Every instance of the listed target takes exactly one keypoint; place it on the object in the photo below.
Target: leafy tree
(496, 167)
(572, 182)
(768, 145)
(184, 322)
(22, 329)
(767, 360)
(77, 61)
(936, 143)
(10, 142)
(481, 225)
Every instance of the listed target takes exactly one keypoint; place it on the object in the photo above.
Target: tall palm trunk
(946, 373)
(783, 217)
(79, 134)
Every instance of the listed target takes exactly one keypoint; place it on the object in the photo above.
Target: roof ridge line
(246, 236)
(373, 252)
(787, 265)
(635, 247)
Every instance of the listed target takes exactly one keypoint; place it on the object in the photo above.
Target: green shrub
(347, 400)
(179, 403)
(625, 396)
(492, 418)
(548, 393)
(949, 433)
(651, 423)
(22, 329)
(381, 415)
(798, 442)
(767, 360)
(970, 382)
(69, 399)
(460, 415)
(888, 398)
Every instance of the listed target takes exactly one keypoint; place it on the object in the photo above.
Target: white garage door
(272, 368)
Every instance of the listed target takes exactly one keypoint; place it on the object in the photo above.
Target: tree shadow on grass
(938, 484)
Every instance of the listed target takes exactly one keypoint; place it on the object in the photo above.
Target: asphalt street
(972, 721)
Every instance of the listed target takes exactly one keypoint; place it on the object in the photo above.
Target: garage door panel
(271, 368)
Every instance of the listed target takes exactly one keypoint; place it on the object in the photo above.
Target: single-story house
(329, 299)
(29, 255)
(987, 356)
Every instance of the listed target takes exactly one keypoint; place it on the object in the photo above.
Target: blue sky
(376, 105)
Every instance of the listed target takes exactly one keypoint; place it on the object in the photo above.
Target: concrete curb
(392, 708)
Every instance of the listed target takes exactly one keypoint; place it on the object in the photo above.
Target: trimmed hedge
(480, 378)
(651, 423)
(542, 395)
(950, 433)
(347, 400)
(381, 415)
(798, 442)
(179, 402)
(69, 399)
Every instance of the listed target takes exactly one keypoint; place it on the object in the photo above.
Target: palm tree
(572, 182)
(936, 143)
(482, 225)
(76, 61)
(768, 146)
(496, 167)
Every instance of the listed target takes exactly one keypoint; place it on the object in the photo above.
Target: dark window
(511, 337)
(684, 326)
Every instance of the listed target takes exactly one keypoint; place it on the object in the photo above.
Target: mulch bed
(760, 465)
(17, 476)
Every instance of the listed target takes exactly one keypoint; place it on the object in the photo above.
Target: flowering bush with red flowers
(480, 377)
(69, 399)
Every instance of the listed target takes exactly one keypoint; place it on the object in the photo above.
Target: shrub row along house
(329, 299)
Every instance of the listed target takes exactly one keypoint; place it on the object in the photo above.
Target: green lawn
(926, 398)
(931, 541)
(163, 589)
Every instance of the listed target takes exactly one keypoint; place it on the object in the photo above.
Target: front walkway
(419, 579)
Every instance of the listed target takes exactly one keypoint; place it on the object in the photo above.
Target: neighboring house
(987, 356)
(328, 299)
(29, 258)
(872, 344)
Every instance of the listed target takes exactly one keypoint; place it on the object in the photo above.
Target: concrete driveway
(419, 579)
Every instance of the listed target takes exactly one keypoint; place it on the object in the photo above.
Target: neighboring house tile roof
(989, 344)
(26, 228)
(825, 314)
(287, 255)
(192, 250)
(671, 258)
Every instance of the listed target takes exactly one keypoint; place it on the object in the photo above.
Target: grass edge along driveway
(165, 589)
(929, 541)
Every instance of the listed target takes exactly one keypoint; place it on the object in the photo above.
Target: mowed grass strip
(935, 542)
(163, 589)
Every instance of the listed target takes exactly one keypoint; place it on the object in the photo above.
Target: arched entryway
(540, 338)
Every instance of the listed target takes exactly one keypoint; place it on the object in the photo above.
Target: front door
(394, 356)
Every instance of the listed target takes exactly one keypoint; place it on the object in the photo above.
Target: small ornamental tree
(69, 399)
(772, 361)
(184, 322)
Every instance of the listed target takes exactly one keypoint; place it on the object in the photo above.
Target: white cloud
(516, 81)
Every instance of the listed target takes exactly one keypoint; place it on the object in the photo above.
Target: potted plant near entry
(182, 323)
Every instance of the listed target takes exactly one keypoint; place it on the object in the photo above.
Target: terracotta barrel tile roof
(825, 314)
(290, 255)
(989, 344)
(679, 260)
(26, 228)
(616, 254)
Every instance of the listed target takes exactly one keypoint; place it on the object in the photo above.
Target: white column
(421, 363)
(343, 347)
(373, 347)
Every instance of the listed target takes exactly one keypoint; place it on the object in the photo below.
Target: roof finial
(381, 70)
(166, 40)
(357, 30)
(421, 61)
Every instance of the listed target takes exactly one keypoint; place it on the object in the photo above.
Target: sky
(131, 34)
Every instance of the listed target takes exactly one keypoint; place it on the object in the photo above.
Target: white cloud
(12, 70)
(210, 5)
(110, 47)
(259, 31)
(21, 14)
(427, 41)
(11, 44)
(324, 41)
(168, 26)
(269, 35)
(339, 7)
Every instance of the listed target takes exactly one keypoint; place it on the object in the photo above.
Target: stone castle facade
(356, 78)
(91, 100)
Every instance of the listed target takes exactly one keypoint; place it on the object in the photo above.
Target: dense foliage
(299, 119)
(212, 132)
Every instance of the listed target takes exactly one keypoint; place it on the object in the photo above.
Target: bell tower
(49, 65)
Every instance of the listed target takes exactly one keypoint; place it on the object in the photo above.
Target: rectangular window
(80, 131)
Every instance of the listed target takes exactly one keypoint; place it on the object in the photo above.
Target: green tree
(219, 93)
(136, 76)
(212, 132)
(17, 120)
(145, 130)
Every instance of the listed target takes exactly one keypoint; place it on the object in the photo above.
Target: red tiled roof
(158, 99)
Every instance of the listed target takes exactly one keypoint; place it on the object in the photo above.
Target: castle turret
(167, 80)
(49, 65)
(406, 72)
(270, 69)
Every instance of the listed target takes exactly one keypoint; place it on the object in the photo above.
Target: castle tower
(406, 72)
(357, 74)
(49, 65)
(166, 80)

::::::::

- [WHAT YOU SHOULD DO]
A faithful, word-for-word transcription of the data above is required.

- [TASK SOLUTION]
Every instance of the listed target takes exactly one keypoint; place it on the object in the photo below.
Target: leafy tree
(496, 167)
(572, 182)
(768, 145)
(184, 322)
(22, 329)
(767, 360)
(77, 61)
(936, 143)
(10, 142)
(481, 225)
Every instance of the listed target takes exactly one keypoint; place it on the object in the photo above.
Target: tall palm trunk
(946, 373)
(783, 217)
(79, 134)
Every instance of the listed target takes exactly one keypoint; place it on the object in the photo above.
Target: roof ridge line
(246, 236)
(373, 252)
(787, 265)
(635, 247)
Every instance of the listed target takes exactly one keypoint; place it on the object in the photo above.
Target: green shrub
(347, 400)
(179, 403)
(625, 396)
(492, 418)
(548, 393)
(949, 433)
(651, 423)
(22, 329)
(381, 415)
(798, 442)
(767, 360)
(970, 382)
(69, 399)
(460, 415)
(888, 398)
Every instance of the listed target takes exactly one keypoint; place it on the object in the photo above.
Target: white garage door
(272, 368)
Every instance of the listed target takes exactly one keypoint; place it on the object in the photo above.
Target: tree shadow on grass
(938, 484)
Every instance of the listed target takes exactly one keypoint; place it on the object in the photo above.
Target: asphalt street
(972, 721)
Every instance of the listed target takes exactly one keypoint; place it on the object in the photo above.
Target: garage door panel
(271, 368)
Every instance of the listed target takes exactly one keypoint; place it on the object in the photo above.
Target: single-story house
(329, 299)
(29, 255)
(987, 356)
Every instance of the listed target takes exactly one keypoint; place it on the object in the photo above.
Target: blue sky
(376, 105)
Every instance of the listed target takes exactly one keypoint; place it on the object in the photo above.
Target: concrete curb
(392, 708)
Every instance of the listed target takes exactly one keypoint; place it on the object in the photo above.
Target: trimmed hedge
(480, 378)
(651, 423)
(542, 395)
(950, 433)
(347, 400)
(381, 415)
(798, 442)
(179, 402)
(69, 399)
Every instance of the listed target takes exactly one keypoint; place it on the object in the photo above.
Target: palm tree
(572, 182)
(936, 143)
(482, 225)
(76, 61)
(768, 146)
(496, 167)
Every instance of the listed target takes exactly one keypoint; place it on the object in the photo above.
Target: dark window
(511, 337)
(684, 326)
Every instance of the listed target takes exactly one keypoint; place it on the object in the photo above.
Target: mulch bed
(760, 465)
(17, 476)
Every instance of the listed target takes exactly one keypoint; place it on the object in the photo above.
Target: flowering bush with red flowers
(480, 377)
(69, 399)
Every instance of the listed target takes exactly one keypoint; place it on the object in the photo above.
Target: shrub row along house
(329, 299)
Every instance of the listed target takes exactly one keypoint; place it on the object in the photo above.
Target: green lawn
(926, 398)
(931, 541)
(163, 589)
Every instance of the listed target takes exactly one keypoint; place it on the object in the photo above.
Target: front walkway
(419, 579)
Every instance of the listed target takes exactly one keypoint; place it on the object in the photo above.
Target: neighboring house
(987, 356)
(328, 299)
(29, 258)
(872, 344)
Every instance of the listed target takes exactly one keypoint; place it on the object in the photo above.
Target: concrete driveway
(419, 579)
Every instance of the listed target takes exactly one keypoint; place it on the object in the photo above.
Target: neighboring house tile roof
(989, 344)
(26, 228)
(825, 314)
(287, 255)
(192, 250)
(671, 258)
Every instance of the listed target takes exactly one keypoint; place it on the object in the photo above.
Target: grass edge along driveway
(165, 589)
(929, 541)
Every instance of the listed target takes exactly one keypoint; place it on the object in the photo above.
Target: mowed grass strip
(935, 542)
(163, 589)
Every instance of the listed target takes exactly one keypoint; place it on the object in the photo above.
Target: arched entryway
(540, 338)
Every instance of the listed target takes exactly one keypoint; place it on the object in the photo above.
Target: front door
(394, 356)
Every instance of the listed target takes exactly one keypoint; place it on the object in the photo above.
Target: small ornamental tree
(69, 399)
(772, 361)
(184, 322)
Every instance of the listed target takes exactly one keypoint; place it on the object in the photo above.
Target: white cloud
(516, 81)
Every instance of the listed target takes exactly one keypoint; place it on the object in the photo above.
Target: potted plant near entry
(182, 323)
Every instance of the listed target takes exactly one keypoint; place it on the object in the photo above.
Target: terracotta barrel tile roof
(825, 314)
(290, 255)
(989, 344)
(679, 260)
(26, 228)
(616, 254)
Every instance of the listed target takes exactly one keypoint; place it on the object in the photo above.
Target: white column
(421, 363)
(343, 347)
(373, 347)
Every instance of the listed target takes exactly one keypoint; place it on the object in the photo below.
Target: roof finial
(381, 70)
(166, 40)
(357, 30)
(421, 61)
Every instance of the listed target takes exactly one keypoint; place it on the object in the photo above.
Target: sky
(131, 34)
Every instance of the listed target takes exactly one keypoint; place it on the object in the photo above.
Target: white cloud
(12, 70)
(210, 5)
(110, 47)
(259, 31)
(21, 14)
(427, 41)
(11, 44)
(324, 41)
(168, 26)
(269, 35)
(339, 7)
Every instance of the listed target takes exactly one keypoint; place it on the object in the photo above.
Target: stone castle facade
(356, 78)
(91, 100)
Every instance of the listed target takes exactly one keypoint; place it on the object in the photo above.
Target: dense foliage
(299, 119)
(212, 132)
Every instance of the listed target takes exactly one keypoint; place it on the object in the photo above.
Target: bell tower
(49, 65)
Every instance of the listed target takes exactly one keypoint; place it on the object in the photo above.
Target: rectangular window
(80, 131)
Every instance of the listed target takes exactly one keypoint; place it on the object in the photo above.
Target: green tree
(219, 93)
(136, 76)
(212, 132)
(17, 120)
(145, 130)
Every instance of the listed target takes exactly one keypoint; place it on the object in the photo above.
Target: red tiled roof
(158, 99)
Every instance of the listed target takes exactly one keypoint; place it on the object in the photo above.
Target: castle turret
(167, 80)
(49, 65)
(406, 72)
(270, 69)
Every instance of the listed target takes exactly one keypoint; place it on the object in the photo above.
Target: castle tower
(406, 72)
(357, 74)
(49, 65)
(166, 80)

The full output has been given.